- [Text passage]
start

Don’t pamper banks to make loans
The Bankers’ Committee in collaboration with the Central Bank of Nigeria recently put in place a credit risk protection clause that should be put in its proper context. It is a banking industry-wide shield against loan default in the wake of the CBN directive requiring each deposit money bank (DMB) to achieve a loan-to-deposit ratio (LDR) of 60 per cent by end-September 2019. One reason adduced for introducing the protection clause is to prevent any spike in the level of non-performing loans (NPLs), which stood at 9.36 per cent in August 2019. The CBN Deputy Governor (Financial Sector Surveillance) explained that the high incidence of NPLs is attributable to the willful refusal of some bank customers to repay loans.
Proponents of the protection clause profess that recalcitrant borrowers are wont to abandon particular banks after they obtain loans. Such conduct frustrates the hedge against loan default usually given to the creditor bank whereby the borrower puts in pledge his total deposits (presumably including collaterals) in the particular bank for the purpose of repaying any mature loan.However, the new credit risk protection clause makes a loan contracted in an individual bank open to be fully repaid on maturity with the borrower’s deposits and assets across the banking industry. Other reasons that necessitated the adoption of the new measure were the prospects of wiping out deep-rooted risk aversion among DMBs and whetting banks’ appetite to lend and so provide adequate credit facilities to the productive sectors of the economy.

end

- [What is asked] According to the text on bank lending, what loan-to-deposit ratio was each deposit money bank required to reach by end-September 2019?

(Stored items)

start

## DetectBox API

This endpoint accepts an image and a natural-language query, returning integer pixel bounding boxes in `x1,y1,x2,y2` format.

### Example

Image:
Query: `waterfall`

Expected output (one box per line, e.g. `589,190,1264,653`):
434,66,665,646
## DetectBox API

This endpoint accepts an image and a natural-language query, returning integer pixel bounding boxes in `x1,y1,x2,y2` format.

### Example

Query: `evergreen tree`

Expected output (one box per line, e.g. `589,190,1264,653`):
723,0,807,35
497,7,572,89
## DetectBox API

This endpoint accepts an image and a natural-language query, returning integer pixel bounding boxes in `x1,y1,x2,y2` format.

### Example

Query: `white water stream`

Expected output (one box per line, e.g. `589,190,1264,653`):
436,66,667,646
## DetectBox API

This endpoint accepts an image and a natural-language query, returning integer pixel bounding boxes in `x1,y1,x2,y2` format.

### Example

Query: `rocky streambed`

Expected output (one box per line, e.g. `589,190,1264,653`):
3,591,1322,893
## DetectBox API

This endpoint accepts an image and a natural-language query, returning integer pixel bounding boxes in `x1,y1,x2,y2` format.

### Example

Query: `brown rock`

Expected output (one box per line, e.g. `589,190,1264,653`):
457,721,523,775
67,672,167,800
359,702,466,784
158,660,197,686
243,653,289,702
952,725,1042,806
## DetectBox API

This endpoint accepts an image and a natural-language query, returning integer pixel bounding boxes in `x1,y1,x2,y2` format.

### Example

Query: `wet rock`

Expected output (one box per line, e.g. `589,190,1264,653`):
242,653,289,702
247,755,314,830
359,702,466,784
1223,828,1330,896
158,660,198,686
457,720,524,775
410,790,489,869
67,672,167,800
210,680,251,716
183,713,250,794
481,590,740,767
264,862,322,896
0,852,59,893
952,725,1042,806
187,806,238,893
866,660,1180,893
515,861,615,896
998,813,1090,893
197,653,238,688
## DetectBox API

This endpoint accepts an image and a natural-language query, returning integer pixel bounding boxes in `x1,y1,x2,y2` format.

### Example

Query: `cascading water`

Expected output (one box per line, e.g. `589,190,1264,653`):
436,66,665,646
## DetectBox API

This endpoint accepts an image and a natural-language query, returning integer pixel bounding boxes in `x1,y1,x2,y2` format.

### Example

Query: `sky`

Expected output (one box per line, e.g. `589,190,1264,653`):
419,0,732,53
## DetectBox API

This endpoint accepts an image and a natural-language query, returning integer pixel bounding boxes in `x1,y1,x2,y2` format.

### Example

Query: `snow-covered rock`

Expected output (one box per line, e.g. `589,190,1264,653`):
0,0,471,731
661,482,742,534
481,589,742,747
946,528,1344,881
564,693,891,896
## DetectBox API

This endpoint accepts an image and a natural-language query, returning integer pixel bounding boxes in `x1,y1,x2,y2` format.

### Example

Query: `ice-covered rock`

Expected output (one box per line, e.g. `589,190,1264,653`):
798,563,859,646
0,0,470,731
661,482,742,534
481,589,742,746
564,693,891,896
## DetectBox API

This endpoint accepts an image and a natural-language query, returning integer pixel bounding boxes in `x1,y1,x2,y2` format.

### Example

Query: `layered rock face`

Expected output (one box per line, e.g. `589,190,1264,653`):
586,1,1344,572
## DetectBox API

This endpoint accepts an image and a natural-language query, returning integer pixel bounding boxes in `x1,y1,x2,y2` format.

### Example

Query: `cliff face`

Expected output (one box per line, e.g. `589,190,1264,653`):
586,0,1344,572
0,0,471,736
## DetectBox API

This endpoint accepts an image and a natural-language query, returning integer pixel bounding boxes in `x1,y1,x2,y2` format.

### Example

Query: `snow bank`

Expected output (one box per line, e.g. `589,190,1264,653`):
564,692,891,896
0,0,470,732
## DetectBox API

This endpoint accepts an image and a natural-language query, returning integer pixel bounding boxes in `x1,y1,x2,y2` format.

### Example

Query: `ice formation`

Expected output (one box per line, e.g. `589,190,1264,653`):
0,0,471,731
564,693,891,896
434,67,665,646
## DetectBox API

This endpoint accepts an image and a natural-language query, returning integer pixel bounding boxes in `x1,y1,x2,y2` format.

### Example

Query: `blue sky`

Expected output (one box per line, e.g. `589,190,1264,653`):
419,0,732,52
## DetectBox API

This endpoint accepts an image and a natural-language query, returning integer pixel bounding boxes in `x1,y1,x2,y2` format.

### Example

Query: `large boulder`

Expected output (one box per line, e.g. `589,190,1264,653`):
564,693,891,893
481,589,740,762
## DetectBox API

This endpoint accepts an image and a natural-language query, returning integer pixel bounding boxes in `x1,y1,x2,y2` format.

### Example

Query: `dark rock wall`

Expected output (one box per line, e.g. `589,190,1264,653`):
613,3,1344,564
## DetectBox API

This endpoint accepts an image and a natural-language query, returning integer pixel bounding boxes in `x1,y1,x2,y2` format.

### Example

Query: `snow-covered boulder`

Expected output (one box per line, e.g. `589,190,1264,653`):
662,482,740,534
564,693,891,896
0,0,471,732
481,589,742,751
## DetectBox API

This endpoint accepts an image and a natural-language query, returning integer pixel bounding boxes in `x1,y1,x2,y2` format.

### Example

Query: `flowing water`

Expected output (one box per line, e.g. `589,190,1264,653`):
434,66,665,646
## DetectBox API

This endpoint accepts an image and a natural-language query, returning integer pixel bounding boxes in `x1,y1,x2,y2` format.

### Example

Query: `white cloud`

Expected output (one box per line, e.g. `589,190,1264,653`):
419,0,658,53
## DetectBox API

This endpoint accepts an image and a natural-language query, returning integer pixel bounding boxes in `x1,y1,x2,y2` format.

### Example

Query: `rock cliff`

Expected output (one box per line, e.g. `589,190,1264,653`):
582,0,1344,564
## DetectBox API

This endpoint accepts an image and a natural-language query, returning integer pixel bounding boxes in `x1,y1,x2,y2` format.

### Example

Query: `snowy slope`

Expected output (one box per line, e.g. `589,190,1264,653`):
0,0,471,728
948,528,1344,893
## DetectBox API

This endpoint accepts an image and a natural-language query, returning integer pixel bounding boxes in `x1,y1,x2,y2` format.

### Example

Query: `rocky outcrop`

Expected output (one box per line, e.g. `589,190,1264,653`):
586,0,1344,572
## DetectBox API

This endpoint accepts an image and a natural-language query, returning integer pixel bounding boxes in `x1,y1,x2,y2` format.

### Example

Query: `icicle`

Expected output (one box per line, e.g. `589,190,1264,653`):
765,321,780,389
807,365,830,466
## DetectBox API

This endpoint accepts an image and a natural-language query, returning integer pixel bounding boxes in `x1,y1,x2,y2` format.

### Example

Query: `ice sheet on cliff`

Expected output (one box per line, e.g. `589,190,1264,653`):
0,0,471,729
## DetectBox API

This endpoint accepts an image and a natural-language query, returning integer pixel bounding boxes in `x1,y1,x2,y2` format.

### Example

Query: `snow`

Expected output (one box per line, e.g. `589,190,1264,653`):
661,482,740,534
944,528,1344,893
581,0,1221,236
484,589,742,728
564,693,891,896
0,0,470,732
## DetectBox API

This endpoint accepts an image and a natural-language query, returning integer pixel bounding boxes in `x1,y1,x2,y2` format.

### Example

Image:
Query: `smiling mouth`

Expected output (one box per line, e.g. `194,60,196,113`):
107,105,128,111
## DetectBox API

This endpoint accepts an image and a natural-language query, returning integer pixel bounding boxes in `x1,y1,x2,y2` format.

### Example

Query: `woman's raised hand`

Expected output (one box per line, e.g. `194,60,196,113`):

end

- [Solution] 60 percent